**JOB:**
Render the lines from the one containing "segment the <item>person" up to and including the final line as a Markdown table with two columns, Row for the row number and Text for the line, and leave out any blank lines.

______________________________

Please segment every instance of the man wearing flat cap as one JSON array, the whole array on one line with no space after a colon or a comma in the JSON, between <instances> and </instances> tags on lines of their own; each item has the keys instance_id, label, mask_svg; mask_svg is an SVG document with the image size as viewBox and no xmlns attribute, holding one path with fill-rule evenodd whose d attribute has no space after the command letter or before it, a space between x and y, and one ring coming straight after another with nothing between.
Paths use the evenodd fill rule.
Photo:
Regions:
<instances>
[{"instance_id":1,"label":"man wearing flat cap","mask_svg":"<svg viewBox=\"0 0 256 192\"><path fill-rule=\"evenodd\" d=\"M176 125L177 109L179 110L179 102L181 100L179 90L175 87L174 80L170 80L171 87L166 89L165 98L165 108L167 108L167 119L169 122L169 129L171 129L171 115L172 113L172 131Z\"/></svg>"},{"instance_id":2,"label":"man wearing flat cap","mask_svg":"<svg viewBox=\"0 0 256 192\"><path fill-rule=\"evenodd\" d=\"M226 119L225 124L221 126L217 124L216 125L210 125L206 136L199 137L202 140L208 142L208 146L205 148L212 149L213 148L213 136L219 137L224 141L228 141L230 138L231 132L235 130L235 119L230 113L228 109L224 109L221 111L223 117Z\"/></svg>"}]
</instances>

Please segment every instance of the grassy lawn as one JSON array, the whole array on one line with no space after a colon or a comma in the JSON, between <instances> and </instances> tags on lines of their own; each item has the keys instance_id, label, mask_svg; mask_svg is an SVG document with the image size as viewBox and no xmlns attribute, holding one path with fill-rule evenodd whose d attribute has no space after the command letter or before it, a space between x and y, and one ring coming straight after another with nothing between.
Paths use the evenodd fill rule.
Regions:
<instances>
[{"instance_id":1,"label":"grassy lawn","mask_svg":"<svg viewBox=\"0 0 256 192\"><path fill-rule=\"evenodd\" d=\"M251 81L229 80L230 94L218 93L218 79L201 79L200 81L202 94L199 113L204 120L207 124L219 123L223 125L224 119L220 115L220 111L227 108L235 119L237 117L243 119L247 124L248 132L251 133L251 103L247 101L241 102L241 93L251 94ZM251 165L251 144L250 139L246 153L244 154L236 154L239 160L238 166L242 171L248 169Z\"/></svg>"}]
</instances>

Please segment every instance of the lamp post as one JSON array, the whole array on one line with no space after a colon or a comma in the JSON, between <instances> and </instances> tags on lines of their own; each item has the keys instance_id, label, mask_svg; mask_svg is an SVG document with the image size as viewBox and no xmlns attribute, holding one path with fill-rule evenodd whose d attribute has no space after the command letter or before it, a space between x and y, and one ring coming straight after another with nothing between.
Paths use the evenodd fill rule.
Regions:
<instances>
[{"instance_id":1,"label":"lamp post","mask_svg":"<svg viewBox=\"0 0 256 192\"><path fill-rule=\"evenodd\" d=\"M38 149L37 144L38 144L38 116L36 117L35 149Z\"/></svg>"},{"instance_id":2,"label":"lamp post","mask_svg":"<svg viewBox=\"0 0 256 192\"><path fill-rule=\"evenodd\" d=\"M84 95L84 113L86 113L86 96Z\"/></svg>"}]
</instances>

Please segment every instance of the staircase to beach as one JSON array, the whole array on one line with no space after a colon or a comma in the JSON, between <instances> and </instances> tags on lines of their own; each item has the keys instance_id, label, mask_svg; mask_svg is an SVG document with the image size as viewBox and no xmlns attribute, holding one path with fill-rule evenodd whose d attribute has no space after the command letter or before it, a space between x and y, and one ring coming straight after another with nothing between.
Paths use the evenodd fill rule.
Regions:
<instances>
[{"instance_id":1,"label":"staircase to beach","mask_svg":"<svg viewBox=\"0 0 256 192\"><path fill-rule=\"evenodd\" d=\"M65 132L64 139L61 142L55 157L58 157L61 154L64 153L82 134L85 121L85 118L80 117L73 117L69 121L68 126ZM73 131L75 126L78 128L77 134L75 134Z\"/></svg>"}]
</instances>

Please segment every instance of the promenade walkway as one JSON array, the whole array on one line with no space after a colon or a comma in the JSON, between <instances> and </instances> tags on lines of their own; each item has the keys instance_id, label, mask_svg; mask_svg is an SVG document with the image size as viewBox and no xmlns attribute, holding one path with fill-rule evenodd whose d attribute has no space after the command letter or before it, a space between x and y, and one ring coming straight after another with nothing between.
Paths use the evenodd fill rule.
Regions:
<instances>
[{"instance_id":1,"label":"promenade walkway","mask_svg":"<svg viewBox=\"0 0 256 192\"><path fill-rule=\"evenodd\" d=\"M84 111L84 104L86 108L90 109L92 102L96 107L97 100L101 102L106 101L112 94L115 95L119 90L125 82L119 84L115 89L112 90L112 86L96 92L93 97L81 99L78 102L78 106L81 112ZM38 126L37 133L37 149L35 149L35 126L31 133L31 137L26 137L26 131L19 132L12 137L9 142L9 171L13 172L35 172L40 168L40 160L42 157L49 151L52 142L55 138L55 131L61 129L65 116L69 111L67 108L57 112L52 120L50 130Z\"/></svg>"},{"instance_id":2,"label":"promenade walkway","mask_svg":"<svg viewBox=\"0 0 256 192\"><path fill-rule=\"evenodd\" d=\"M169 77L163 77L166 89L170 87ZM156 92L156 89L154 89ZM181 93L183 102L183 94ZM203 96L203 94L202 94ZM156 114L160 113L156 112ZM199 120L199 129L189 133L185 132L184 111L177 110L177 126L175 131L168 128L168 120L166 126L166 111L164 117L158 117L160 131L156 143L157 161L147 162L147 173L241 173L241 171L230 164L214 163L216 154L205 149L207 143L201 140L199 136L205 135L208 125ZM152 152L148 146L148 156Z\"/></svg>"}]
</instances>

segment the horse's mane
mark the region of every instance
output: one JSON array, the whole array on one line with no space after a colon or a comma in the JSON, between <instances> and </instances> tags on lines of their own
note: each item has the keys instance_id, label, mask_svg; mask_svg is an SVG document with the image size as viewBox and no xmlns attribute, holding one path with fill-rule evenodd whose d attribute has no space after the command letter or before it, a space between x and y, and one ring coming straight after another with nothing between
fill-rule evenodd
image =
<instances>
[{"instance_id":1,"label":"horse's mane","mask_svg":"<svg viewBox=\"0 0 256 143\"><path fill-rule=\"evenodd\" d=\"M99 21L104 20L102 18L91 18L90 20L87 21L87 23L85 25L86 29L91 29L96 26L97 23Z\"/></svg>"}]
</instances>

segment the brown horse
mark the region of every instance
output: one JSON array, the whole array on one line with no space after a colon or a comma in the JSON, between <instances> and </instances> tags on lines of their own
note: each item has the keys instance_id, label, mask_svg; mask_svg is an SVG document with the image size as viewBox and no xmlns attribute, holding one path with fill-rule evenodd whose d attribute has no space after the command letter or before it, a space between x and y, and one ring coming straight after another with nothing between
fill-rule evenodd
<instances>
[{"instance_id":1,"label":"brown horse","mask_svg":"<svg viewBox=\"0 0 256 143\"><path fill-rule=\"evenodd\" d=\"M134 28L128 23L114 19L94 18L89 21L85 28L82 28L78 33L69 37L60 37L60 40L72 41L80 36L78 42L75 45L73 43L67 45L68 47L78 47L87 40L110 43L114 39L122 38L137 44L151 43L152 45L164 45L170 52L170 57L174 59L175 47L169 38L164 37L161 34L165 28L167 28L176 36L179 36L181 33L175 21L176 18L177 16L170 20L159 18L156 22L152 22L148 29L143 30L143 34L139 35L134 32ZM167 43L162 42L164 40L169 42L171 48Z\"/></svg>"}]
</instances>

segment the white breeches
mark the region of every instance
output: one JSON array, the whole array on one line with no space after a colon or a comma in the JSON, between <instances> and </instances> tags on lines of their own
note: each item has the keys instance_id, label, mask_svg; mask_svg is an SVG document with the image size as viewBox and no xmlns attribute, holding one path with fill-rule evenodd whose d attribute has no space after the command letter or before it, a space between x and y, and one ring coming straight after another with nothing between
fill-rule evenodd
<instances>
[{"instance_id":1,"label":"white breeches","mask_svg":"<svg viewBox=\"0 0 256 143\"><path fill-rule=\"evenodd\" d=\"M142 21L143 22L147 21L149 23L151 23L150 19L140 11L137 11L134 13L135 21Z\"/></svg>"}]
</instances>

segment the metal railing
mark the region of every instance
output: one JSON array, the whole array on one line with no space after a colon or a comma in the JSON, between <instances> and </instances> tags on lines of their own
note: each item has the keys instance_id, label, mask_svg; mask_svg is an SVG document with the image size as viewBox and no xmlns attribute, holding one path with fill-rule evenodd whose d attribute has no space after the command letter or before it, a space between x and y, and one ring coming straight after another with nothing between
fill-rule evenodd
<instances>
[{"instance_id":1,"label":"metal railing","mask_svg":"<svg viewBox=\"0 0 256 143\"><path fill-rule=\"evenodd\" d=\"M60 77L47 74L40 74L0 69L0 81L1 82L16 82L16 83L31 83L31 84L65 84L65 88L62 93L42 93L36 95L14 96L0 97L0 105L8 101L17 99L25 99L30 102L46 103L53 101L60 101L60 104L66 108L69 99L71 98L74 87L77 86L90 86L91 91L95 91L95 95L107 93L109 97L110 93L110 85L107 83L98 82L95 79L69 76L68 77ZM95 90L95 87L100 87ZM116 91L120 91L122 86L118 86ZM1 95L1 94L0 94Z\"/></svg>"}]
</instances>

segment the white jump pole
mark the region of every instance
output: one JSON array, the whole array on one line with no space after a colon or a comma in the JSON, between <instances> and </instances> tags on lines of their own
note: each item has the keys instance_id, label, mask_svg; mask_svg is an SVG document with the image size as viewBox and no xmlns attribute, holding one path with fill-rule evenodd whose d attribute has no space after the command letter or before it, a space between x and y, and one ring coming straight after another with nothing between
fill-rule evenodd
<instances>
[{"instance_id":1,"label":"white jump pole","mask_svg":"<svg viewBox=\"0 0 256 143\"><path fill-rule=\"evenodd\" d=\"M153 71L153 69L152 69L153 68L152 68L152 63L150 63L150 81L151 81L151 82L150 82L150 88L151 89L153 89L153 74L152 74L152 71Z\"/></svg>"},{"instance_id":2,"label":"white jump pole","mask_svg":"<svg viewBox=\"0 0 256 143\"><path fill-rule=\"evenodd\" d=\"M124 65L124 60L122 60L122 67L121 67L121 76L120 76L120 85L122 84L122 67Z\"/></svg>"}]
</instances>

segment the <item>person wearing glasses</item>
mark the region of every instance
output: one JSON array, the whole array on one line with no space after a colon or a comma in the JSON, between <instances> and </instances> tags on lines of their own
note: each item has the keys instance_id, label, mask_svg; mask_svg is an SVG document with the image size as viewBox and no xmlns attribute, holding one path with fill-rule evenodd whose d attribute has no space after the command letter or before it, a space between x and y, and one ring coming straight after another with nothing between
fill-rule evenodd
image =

______________________________

**CORRECT OUTPUT:**
| Row | Text |
|---|---|
| 1 | segment the <item>person wearing glasses</item> |
| 2 | mark the region of every instance |
| 3 | output: one JSON array, the whole array on one line with no space after a colon or a comma in the JSON, between <instances> and </instances> tags on lines of their own |
| 4 | note: each item has the keys instance_id, label, mask_svg; mask_svg is an SVG document with the image size as viewBox and no xmlns attribute, holding one path with fill-rule evenodd whose d attribute has no space after the command letter or before it, a space between x and y, and one ring coming straight after another with nothing between |
| 5 | fill-rule evenodd |
| 6 | image = |